§ **Your assignment**: Locate each line in the records containing "leaf". Copy it.

§ **Source records**:
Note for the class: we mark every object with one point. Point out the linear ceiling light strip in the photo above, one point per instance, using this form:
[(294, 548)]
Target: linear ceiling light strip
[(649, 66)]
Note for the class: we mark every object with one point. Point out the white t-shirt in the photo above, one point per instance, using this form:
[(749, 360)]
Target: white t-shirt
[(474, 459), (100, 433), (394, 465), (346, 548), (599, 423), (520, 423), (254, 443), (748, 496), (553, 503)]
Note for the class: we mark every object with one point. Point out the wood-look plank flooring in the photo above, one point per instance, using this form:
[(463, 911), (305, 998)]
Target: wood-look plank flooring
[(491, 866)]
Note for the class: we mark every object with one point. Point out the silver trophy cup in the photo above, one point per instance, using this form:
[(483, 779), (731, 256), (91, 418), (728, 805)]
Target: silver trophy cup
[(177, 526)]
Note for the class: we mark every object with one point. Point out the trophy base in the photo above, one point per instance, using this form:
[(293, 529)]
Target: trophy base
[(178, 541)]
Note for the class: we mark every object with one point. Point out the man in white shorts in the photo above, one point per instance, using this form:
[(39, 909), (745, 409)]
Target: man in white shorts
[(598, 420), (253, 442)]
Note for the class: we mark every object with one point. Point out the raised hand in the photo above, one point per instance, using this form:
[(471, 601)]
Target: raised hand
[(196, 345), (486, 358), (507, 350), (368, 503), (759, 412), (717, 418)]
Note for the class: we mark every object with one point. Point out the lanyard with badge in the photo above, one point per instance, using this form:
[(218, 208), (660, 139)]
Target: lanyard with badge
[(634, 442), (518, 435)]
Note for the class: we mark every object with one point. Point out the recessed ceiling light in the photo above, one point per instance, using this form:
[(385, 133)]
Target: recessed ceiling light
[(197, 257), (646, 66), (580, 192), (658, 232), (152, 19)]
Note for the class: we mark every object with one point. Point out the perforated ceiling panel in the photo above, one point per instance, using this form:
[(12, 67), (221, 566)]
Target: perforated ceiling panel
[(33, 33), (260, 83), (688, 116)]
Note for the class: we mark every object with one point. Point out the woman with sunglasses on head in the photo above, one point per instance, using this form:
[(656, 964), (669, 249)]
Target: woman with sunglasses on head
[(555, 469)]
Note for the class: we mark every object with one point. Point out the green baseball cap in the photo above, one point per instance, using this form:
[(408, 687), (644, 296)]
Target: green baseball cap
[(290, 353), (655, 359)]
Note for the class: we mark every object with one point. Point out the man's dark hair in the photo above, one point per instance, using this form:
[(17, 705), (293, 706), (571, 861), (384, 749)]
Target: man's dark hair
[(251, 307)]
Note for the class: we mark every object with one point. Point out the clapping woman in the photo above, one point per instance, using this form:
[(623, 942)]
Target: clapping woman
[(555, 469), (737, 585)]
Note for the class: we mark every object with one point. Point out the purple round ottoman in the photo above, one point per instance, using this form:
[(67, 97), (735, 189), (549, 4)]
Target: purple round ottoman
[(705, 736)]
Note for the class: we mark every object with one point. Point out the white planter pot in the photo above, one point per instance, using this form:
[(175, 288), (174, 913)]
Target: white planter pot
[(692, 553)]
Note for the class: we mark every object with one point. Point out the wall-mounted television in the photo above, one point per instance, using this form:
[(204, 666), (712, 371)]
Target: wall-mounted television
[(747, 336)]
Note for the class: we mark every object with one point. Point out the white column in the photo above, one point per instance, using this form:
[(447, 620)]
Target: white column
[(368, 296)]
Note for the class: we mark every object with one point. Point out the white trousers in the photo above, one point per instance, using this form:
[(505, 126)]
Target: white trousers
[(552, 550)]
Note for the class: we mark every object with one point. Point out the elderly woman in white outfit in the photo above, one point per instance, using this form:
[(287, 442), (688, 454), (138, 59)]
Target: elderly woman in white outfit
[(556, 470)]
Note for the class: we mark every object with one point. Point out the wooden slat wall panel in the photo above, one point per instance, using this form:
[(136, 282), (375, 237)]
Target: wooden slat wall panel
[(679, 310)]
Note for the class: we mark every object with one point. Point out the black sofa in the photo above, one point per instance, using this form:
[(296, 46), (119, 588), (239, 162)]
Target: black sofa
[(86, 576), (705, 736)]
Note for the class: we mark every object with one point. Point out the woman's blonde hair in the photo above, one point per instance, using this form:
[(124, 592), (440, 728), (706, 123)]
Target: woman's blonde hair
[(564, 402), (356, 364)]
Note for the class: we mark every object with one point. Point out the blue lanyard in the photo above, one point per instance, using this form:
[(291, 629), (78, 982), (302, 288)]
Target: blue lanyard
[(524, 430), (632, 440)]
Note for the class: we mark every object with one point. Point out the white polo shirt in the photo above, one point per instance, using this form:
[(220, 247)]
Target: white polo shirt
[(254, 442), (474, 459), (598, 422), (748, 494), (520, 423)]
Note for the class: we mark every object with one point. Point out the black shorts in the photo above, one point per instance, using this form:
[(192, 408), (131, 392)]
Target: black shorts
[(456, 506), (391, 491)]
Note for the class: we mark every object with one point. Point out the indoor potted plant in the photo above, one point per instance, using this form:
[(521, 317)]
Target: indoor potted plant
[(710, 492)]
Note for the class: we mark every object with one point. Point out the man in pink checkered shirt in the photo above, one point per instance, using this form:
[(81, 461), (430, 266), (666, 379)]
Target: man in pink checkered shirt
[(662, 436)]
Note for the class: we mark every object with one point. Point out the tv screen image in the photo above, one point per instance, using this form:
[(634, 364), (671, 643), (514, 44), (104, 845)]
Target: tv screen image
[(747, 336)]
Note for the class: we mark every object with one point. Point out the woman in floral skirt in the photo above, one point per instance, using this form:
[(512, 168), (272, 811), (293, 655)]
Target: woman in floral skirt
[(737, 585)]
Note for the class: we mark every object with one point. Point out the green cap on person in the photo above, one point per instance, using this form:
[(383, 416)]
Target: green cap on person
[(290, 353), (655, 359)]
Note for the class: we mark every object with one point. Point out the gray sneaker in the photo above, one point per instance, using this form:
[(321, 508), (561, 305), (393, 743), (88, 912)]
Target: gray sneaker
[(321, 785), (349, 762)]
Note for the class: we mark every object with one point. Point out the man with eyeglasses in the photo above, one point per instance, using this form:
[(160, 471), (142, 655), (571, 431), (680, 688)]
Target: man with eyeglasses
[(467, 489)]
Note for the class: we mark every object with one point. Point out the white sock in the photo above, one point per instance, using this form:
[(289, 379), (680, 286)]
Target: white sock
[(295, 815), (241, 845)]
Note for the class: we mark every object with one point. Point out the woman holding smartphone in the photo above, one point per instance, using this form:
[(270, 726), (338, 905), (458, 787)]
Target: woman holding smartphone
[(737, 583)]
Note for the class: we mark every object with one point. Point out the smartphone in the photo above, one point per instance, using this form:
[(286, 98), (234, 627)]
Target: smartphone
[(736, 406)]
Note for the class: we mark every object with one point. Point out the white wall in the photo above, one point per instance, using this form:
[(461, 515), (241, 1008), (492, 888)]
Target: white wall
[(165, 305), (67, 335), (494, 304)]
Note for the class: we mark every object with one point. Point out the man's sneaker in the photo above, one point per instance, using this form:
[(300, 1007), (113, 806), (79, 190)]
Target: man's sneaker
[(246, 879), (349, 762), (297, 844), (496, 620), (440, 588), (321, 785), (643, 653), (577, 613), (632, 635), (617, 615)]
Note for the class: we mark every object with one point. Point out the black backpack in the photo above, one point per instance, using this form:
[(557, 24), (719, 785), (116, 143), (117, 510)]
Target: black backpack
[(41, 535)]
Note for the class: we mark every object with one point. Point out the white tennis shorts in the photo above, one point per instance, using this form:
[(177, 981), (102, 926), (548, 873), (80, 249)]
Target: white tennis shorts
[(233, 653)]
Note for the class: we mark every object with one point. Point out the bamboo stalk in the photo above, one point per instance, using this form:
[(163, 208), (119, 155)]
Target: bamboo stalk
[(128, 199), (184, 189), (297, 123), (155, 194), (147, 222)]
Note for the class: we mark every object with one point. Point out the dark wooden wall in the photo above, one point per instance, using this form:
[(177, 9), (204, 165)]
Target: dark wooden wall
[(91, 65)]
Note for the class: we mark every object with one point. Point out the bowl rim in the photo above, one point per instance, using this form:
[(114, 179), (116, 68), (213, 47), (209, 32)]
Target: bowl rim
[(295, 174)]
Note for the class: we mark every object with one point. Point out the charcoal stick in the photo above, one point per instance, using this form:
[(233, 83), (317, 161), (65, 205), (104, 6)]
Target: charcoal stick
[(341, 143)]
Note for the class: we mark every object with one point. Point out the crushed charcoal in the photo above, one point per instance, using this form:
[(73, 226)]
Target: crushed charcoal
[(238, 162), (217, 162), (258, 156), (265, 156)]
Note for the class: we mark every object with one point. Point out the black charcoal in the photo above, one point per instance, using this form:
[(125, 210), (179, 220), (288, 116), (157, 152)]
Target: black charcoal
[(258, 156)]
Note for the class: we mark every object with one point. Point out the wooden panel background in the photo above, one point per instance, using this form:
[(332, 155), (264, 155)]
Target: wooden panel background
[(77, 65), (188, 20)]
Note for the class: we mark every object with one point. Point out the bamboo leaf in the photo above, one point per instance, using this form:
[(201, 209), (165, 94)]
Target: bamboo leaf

§ **Answer to this task**:
Note for the class: we mark every object with one point. Point out the bamboo leaf in the photo above, one point per instance, using this form:
Target: bamboo leaf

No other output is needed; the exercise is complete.